## [To do]
Starting at the line containing "Mark the fireplace" and ending at the last line of the data below, lay out each line as one string in a JSON list, leaving out blank lines.

## [Stored rows]
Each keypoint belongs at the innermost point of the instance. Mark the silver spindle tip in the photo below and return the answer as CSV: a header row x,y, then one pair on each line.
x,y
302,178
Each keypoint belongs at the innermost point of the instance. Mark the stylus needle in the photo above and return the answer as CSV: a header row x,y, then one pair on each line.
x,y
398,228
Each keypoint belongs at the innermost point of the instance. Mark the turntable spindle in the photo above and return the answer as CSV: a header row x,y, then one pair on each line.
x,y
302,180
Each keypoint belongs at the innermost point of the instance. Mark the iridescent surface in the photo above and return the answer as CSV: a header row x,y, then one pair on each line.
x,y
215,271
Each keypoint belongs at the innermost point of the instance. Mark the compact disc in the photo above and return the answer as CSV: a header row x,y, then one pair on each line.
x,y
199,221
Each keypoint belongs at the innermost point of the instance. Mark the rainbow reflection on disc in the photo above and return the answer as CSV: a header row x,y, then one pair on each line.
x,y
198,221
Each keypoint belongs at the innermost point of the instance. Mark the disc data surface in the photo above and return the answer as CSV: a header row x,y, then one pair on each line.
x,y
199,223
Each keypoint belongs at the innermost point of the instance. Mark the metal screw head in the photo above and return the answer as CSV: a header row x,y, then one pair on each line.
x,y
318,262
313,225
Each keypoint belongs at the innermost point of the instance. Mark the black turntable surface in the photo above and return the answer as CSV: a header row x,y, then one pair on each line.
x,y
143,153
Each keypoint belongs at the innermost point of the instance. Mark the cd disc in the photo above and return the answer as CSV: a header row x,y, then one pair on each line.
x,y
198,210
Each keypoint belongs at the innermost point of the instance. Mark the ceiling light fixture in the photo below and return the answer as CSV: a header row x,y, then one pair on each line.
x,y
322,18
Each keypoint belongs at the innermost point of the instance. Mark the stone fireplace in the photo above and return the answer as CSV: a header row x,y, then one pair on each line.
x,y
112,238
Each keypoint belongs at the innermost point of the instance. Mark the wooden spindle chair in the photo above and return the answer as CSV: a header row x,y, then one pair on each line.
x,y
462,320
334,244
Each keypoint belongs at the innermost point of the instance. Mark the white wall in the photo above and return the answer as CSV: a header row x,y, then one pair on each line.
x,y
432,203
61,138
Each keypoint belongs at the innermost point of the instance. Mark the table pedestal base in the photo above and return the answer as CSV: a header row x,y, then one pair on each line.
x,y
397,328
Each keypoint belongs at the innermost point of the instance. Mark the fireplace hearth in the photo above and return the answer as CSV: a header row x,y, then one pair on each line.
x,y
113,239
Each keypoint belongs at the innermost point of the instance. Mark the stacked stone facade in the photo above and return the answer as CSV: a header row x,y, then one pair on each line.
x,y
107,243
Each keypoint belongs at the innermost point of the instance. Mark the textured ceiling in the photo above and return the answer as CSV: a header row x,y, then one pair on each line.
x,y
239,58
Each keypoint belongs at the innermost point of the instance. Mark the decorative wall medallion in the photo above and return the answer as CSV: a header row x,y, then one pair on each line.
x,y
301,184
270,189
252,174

## [The output]
[
  "Each keypoint belongs at the innermost point of the instance. Mark the fireplace hearth in the photo above and return the answer as CSV: a header row x,y, then one pair on each line.",
  "x,y",
  "113,239",
  "Each keypoint belongs at the innermost point of the instance. Mark the stacked stone facade in the photo above and return the answer as CSV: a header row x,y, then one pair on each line.",
  "x,y",
  "107,243",
  "Each keypoint belongs at the innermost point of the instance. Mark the textured ceiling in the photo above and return the answer as CSV: a header row x,y, then one pair on each line.",
  "x,y",
  "239,58",
  "Each keypoint belongs at the innermost point of the instance. Mark the decorative wall medallion in the photo above and return the answer as CSV: a header row x,y, then one pair on each line.",
  "x,y",
  "301,184",
  "270,189",
  "252,174"
]